PROVIDED RECORDS ->
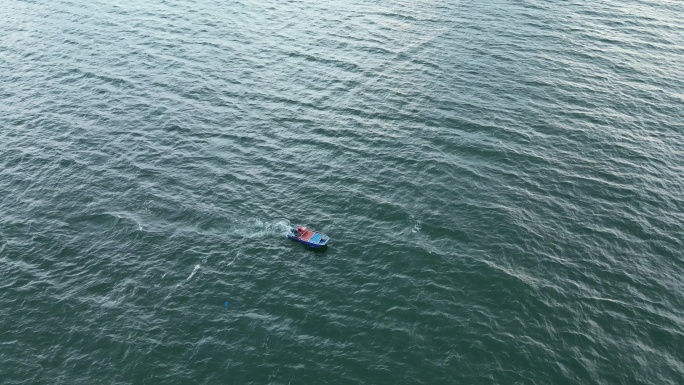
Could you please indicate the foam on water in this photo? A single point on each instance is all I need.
(502, 181)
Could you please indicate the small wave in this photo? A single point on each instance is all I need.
(262, 229)
(197, 266)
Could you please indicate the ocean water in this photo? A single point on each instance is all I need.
(502, 181)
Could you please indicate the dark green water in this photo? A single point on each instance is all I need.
(503, 183)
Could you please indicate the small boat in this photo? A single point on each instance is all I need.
(308, 237)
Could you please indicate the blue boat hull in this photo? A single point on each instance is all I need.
(315, 240)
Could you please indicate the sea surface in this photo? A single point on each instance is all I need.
(502, 181)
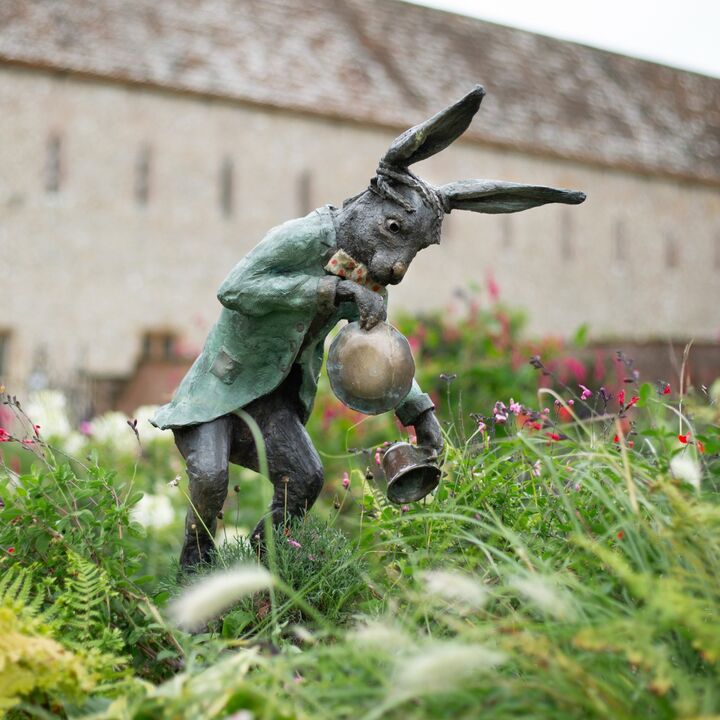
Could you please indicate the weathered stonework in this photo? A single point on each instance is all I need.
(92, 267)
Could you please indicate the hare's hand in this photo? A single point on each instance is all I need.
(428, 432)
(370, 305)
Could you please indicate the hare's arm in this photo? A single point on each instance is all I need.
(278, 276)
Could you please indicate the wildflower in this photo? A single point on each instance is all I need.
(442, 666)
(687, 469)
(455, 587)
(536, 362)
(213, 594)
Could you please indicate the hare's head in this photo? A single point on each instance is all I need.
(399, 214)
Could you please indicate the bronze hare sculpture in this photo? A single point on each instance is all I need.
(282, 299)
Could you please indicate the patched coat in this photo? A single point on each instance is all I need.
(278, 307)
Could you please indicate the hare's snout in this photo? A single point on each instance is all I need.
(398, 271)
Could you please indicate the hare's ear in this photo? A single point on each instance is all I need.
(496, 196)
(435, 134)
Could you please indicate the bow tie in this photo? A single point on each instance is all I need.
(342, 265)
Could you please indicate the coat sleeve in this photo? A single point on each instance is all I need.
(276, 276)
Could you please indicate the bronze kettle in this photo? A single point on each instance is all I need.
(411, 471)
(370, 370)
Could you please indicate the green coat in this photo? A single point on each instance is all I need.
(269, 301)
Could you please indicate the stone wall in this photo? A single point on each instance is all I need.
(160, 194)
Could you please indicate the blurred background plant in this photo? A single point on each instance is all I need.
(565, 567)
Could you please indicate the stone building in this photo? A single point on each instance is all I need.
(146, 146)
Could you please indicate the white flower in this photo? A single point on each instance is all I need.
(48, 409)
(442, 667)
(154, 511)
(686, 468)
(112, 429)
(542, 593)
(379, 634)
(455, 587)
(74, 443)
(147, 431)
(213, 594)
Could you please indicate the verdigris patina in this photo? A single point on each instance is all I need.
(282, 299)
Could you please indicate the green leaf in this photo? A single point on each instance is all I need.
(580, 337)
(646, 392)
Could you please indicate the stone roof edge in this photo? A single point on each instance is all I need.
(288, 107)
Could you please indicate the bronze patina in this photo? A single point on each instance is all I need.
(264, 355)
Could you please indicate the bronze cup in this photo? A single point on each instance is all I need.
(411, 472)
(370, 370)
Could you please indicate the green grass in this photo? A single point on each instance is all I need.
(544, 579)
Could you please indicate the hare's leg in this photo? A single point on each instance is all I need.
(206, 448)
(294, 465)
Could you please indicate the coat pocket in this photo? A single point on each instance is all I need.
(225, 367)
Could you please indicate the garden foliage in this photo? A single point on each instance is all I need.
(566, 567)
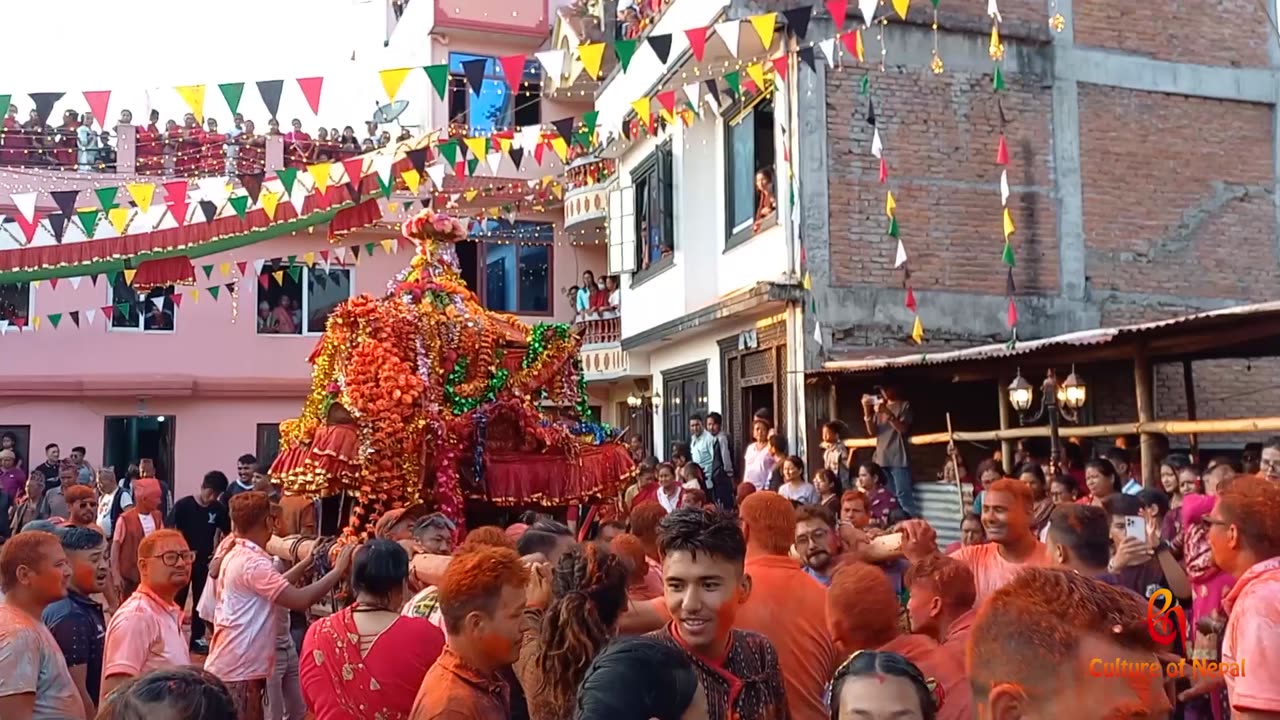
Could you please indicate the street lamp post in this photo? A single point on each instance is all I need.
(1057, 402)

GIVEN INSTRUCTION -> Extract every line above word for word, leaving out the pictures.

FINISHED TASK ->
Could you please indicate the foam on water in this photo? A single point on each instance is all I need.
(502, 181)
Could you please indicate the small wave in this photo? A single point on each instance is all I need.
(262, 229)
(197, 266)
Could you please indicate the ocean water in this photo? A single point on each instance is all I need.
(502, 181)
Could you please indicate the dark green water in this photo? A single point on each instance is all I need.
(503, 183)
Could you please indicate the small boat in this photo? A single point on each instance is all I need.
(308, 237)
Could you please indicate the blue boat hull in this photo? A single point on each instance is all I need.
(315, 240)
Could you please indicate the sea surface in this photo? A single point on each instance is all I need.
(502, 181)
Could you please indicate the weathered stonework in this photo? A single point on each instance is all I need.
(92, 267)
Could you please indicate the hare's hand in this photo? A single point on each instance is all I need.
(428, 432)
(370, 305)
Could you please indicate the hare's arm in this photo? A single point on each instance is all I need.
(278, 276)
Could you please indicate the wildflower in this photo? A single point on each instance is all I need.
(442, 666)
(687, 469)
(455, 587)
(536, 362)
(213, 594)
Could you please indicate the hare's head in this photo? A single point on each instance is all I need.
(399, 214)
Could you please indicate the bronze hare sculpture in this photo? A single point on each instance is all I need.
(282, 299)
Could you please indicate the patched coat in this photo? A single point on each instance is all I need.
(278, 307)
Could you please indicate the hare's snout in this photo? A single point on each instance is all I need.
(398, 271)
Could you please indicate the hare's ear in this photo? A single point on each instance is all I need.
(496, 196)
(435, 134)
Could you please indicate the bow tie in this photo? A single point on each instance is all I need.
(342, 265)
Could you please indicate the coat sleeve in this photo? A single point on each instance is all I need.
(276, 276)
Could you please indicate the bronze kettle in this photo? A single point on each instance is all I need.
(411, 471)
(370, 370)
Could you please indicate the green coat in this photo? A single point on each instance is all I need.
(269, 301)
Could you please indicate the stone wall in this photo? A single point on each instance is all I need.
(160, 194)
Could you please indicate the blurred background plant in this photo? A single point on each instance is all I need.
(565, 567)
Could you please indicate the stone building in this photo? A single point on each instance is all I need.
(146, 146)
Could you please indicate the white flower in this photo? A single point on each instance is all I need.
(48, 409)
(442, 667)
(154, 511)
(686, 468)
(112, 429)
(542, 593)
(379, 634)
(455, 587)
(74, 443)
(147, 431)
(213, 594)
Could you please indicate the verdigris patina in this photo? A single point on each instance is all I need.
(282, 299)
Could you please indicate the green leaf in this photo? A single point on each instance is all I need.
(580, 337)
(646, 392)
Could you please indicate the stone roof edge in this photo? A single point on each instance is all I need.
(288, 107)
Could you please indicate the bronze patina in this photo? A single point on each instance is all I need.
(264, 355)
Could you please indicate the bronze cup in this photo? A single point on each instance is all I need.
(411, 472)
(370, 370)
Could you please indicate the green grass in this photo? A single point on each instance is all I need.
(544, 579)
Could you please indicate the hare's leg in this photo? A single point on each instance is all I need.
(206, 448)
(294, 465)
Could you please indicate the coat pocket in this photo? A single point on each instance is all I need.
(225, 367)
Could you please indicate the garden foliage in this photo? A single point on each instance is all I need.
(566, 567)
Could you please indicate the street lamp post in this photo? A single point on each instance is all I need.
(1057, 402)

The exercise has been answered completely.